What needs to be done – What you return must be exactly the lines running from the one with "positive clicks: (455, 67)" to the end of the data below, inclusive, and nothing more.

================

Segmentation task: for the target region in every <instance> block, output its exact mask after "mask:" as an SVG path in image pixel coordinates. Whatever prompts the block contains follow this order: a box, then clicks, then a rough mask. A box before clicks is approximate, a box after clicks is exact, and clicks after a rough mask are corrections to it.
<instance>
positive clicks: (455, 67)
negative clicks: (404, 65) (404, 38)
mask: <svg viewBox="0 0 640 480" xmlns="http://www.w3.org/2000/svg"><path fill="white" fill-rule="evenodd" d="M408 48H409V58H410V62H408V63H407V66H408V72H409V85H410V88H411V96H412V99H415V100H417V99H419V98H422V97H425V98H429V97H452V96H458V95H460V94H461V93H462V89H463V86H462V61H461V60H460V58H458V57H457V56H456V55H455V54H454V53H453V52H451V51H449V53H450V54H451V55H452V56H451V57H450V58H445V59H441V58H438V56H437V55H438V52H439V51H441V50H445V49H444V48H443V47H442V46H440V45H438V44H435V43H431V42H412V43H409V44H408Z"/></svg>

================

Response below –
positive clicks: (455, 67)
negative clicks: (404, 65) (404, 38)
mask: <svg viewBox="0 0 640 480" xmlns="http://www.w3.org/2000/svg"><path fill="white" fill-rule="evenodd" d="M408 48H409V58H410V62H408V63H407V66H408V72H409V85H410V88H411V96H412V99H415V100H417V99H419V98H422V97H425V98H429V97H452V96H458V95H460V94H461V93H462V89H463V86H462V61H461V60H460V58H458V57H457V56H456V55H455V54H454V53H453V52H451V51H449V53H450V54H451V55H452V56H451V57H450V58H445V59H441V58H438V56H437V55H438V52H439V51H441V50H445V49H444V48H443V47H442V46H440V45H438V44H435V43H431V42H412V43H409V44H408Z"/></svg>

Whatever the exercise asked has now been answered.